(Location identification entries)
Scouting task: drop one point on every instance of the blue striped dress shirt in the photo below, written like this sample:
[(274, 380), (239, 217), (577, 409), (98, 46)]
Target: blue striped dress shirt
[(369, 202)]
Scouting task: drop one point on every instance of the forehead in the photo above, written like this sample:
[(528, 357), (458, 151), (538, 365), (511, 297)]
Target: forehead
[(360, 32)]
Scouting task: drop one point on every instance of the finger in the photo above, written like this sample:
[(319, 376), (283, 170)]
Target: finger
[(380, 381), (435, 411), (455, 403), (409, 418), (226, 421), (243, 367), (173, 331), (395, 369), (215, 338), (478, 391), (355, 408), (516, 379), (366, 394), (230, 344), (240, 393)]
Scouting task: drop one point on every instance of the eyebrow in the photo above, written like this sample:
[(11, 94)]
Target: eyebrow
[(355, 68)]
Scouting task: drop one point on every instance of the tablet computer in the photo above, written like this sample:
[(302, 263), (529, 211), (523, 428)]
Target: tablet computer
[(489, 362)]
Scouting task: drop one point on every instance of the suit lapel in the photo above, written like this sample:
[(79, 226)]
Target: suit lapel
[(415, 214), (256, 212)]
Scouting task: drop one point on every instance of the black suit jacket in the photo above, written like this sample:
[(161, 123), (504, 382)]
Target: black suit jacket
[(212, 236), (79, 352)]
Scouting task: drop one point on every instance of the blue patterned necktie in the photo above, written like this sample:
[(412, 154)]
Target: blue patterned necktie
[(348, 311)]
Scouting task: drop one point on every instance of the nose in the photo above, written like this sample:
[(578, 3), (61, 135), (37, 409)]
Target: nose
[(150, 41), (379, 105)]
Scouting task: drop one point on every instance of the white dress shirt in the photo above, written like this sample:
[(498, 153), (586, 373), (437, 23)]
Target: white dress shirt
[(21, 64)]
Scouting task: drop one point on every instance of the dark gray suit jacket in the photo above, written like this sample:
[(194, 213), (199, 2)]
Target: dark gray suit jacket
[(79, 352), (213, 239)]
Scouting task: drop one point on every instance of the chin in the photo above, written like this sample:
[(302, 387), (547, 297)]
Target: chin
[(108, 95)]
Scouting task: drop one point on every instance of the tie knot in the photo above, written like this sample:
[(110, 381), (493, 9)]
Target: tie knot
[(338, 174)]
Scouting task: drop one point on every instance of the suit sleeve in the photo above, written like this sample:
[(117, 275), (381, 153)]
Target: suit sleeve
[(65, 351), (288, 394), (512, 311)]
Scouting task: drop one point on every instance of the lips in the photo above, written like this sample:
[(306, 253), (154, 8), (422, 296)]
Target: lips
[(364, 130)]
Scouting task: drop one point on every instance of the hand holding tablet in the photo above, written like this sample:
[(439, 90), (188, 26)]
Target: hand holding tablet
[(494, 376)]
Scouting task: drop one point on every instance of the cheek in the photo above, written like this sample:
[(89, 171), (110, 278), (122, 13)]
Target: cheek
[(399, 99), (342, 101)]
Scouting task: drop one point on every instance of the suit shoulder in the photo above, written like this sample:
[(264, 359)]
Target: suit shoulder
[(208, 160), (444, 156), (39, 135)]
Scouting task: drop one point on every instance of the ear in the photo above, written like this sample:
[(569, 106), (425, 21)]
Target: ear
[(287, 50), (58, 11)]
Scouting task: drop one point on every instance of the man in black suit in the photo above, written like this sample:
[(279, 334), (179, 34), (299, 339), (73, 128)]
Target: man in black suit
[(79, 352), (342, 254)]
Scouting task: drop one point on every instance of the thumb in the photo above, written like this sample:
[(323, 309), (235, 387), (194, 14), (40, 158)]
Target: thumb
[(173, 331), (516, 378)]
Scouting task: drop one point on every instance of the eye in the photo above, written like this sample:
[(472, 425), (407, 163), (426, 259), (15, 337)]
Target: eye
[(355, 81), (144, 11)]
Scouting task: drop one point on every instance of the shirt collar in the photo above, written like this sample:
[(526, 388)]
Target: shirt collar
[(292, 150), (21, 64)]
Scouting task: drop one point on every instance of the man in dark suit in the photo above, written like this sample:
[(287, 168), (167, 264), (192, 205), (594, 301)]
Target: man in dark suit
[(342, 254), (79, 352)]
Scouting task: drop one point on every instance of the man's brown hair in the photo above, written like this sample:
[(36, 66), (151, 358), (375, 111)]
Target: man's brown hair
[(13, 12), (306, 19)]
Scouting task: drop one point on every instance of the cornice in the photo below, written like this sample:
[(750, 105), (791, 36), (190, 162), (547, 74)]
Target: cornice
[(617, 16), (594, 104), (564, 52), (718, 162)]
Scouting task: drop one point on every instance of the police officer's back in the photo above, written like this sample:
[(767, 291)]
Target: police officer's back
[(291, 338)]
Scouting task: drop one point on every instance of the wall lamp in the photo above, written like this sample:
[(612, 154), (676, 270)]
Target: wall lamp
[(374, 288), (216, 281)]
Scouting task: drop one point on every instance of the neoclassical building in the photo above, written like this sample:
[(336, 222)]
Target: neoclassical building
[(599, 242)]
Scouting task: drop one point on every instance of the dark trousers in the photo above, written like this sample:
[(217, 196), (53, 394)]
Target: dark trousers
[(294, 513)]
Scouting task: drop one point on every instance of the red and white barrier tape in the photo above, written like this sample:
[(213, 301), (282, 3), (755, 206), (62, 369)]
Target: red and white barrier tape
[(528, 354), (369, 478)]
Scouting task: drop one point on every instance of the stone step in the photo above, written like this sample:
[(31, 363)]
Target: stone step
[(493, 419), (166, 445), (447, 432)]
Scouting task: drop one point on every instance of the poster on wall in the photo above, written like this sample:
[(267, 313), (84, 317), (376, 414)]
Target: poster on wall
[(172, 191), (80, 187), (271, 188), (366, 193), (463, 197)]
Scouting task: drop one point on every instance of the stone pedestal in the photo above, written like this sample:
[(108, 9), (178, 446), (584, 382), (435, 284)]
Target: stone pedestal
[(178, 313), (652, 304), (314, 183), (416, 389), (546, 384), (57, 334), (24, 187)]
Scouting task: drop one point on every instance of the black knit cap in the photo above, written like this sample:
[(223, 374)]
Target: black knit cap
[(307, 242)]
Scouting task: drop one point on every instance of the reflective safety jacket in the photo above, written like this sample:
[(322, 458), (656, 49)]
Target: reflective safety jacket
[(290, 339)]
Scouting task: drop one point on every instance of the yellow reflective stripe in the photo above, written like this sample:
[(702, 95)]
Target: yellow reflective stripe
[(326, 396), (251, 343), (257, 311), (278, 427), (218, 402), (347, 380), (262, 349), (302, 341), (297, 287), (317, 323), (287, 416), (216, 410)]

> [Problem description]: Please reproduce every one of the lines above exactly, with no changes.

> [Written answer]:
Scouting task: drop one point on every instance of the blue striped dress shirt in the photo below, written like this sample:
[(274, 380), (239, 217), (577, 409), (98, 46)]
Target: blue striped dress shirt
[(369, 202)]
Scouting task: drop one point on every instance of the forehead in the photo above, written like this sample:
[(528, 357), (458, 151), (538, 365), (511, 297)]
Target: forehead
[(360, 32)]
Scouting task: drop one point on every instance of the finger in the photo above, written like this sample:
[(319, 376), (283, 170)]
Target: finger
[(380, 381), (435, 411), (455, 403), (409, 418), (226, 421), (243, 367), (173, 331), (395, 369), (215, 338), (478, 391), (355, 408), (516, 379), (366, 394), (230, 344), (240, 393)]
Scouting task: drop one point on every instance of the eyebrow in the photo above, written like this sample:
[(11, 94)]
Target: eyebrow
[(355, 68)]
Scouting task: drop one point on every instance of the tablet computer in the photo above, written like this sample:
[(302, 263), (529, 211), (523, 428)]
Target: tablet computer
[(489, 362)]
Scouting task: drop one point on every instance of the suit lapel in the photo above, written like this sample:
[(79, 226)]
Target: suit lapel
[(415, 214), (256, 212)]
Scouting task: drop one point on every instance of the black suit jacket in the photo above, written like this sample:
[(161, 123), (504, 382)]
Target: black suit jacket
[(212, 236), (79, 352)]
Scouting task: drop one point on every instance of the blue patterned necktie in the photo above, written like this sample:
[(412, 154)]
Target: blue patterned necktie
[(348, 311)]
Scouting task: drop one point on every instance of the nose in the photo above, written like this sample:
[(578, 3), (61, 135), (37, 409)]
Target: nose
[(150, 41), (379, 105)]
Scouting task: drop one point on every instance of the white dress shirt in the photo above, written like this sample:
[(498, 153), (586, 373), (437, 23)]
Target: white dress shirt
[(21, 64)]
Scouting task: drop one point on every instance of the dark gray suit jacket in the photo above, written like this sample:
[(194, 213), (199, 2)]
Target: dark gray suit jacket
[(79, 352), (213, 239)]
Scouting task: drop one point on every instance of the chin in the photo above, written like this sample:
[(302, 387), (547, 297)]
Target: chin
[(108, 95)]
Scouting task: drop one point on every instance of the tie knot in the photo above, written like this sample:
[(110, 381), (493, 9)]
Target: tie knot
[(338, 174)]
Scouting task: drop one point on every instance of the suit sleeve in the photo above, written like this sample:
[(117, 275), (381, 153)]
Target: suit sleeve
[(65, 351), (288, 394), (512, 311)]
Scouting task: drop one point on every instance of the lips in the photo above, written like this sample:
[(306, 253), (154, 8), (422, 296)]
Target: lips
[(364, 130)]
Scouting task: drop one point on every instance of the hand holding tablet in the photo above, written like this sample:
[(439, 90), (188, 26)]
Target: hand holding tablet
[(494, 376)]
Scouting task: drop one point on every instance of the cheek in the photo above, written like this sample:
[(89, 171), (110, 278), (122, 13)]
Target: cheek
[(399, 99), (342, 101)]
Scouting task: drop one point on every instance of the suit shoulder in the photo above, written like this sample:
[(264, 359)]
Target: suit shoulder
[(208, 160), (444, 156), (39, 135)]
Scouting task: drop one point on every instance of the ear in the photo above, written like this sample:
[(569, 106), (425, 21)]
Target: ear
[(287, 50), (58, 11)]
Scouting task: drop one point on every instance of the man in black suit in the photo above, written like this sample:
[(279, 334), (179, 34), (299, 339), (73, 128)]
Target: man in black suit
[(79, 352), (342, 254)]
Scouting task: drop one point on every instance of the thumb in the photo above, written like this sample:
[(323, 309), (235, 387), (194, 14), (40, 158)]
Target: thumb
[(173, 331), (516, 378)]
Scouting task: drop one point on every instance of the eye in the photo above, written like this sample:
[(472, 425), (407, 163), (426, 259), (15, 337)]
Target: eye
[(355, 81), (144, 11)]
Scouting task: drop one point on every instance of the shirt collar in the photo above, written like this sample:
[(526, 388)]
Target: shirt collar
[(292, 150), (21, 64)]
Scouting task: drop one point on every instance of the man in dark suit in the photo above, written like this sample:
[(287, 168), (167, 264), (192, 205), (594, 301)]
Target: man in dark suit
[(342, 254), (79, 352)]
Scouting task: drop one point on every instance of the man's brown hair in the photo above, written like this sample:
[(36, 66), (151, 358), (375, 111)]
Target: man's brown hair
[(13, 12), (306, 19)]
Scouting task: drop one point on every instance of the cornice in the photo below, written like this sample:
[(750, 105), (791, 36), (190, 162), (547, 74)]
Target: cornice
[(617, 16), (594, 104), (564, 52), (718, 162)]
Scouting task: drop one point on every instance of the police officer's back in the photo above, written like this sample:
[(767, 291)]
Target: police officer's back
[(291, 338)]
Scouting task: drop one point on every instance of the wall lamp in the photo above, written like this sample:
[(612, 154), (676, 270)]
Target: wall lamp
[(374, 288), (216, 281)]
Scouting task: drop one point on every instance of the neoclassical building in the photo above, written like this sample:
[(336, 222)]
Target: neoclassical building
[(599, 242)]
Scouting task: drop one point on every instance of the dark trousers in the photo above, written like this sample:
[(217, 196), (53, 394)]
Target: dark trousers
[(294, 513)]
Scouting task: drop one point on every instance of the red and white barrier tape in the photo above, written like this sample:
[(213, 301), (282, 3), (755, 206), (62, 369)]
Target: red and white barrier tape
[(528, 354), (369, 478)]
Scouting task: drop one point on every instance of the stone step in the photo above, written like this sample:
[(31, 363)]
Target: stone step
[(493, 419), (166, 445), (447, 432)]
Scouting task: drop one point on every instance of the poster on wall in the photo above, written like this sample:
[(267, 313), (84, 317), (376, 414)]
Target: poster on wall
[(172, 191), (80, 187), (271, 188), (366, 193), (463, 197)]
Scouting task: drop one point on every instance of the stone pedestal in the photo above, written like this sample:
[(108, 9), (178, 446), (584, 382), (435, 284)]
Target: stone pedestal
[(178, 313), (652, 304), (314, 183), (416, 389), (546, 384), (57, 334), (24, 187)]
Scouting task: drop one point on every instance of the black knit cap in the photo above, written like this sample:
[(223, 374)]
Target: black knit cap
[(307, 242)]
Scouting task: drop one point on every instance of the reflective safety jacket in the photo above, written like this sample:
[(322, 458), (656, 49)]
Target: reflective safety jacket
[(290, 339)]
Scouting task: drop one point on every instance of the yellow reflective stripe in the photo above, written like this sample:
[(702, 95)]
Target: yellow reflective stripe
[(326, 396), (251, 343), (257, 311), (278, 427), (218, 402), (347, 380), (262, 349), (302, 341), (297, 287), (317, 323), (287, 416), (216, 410)]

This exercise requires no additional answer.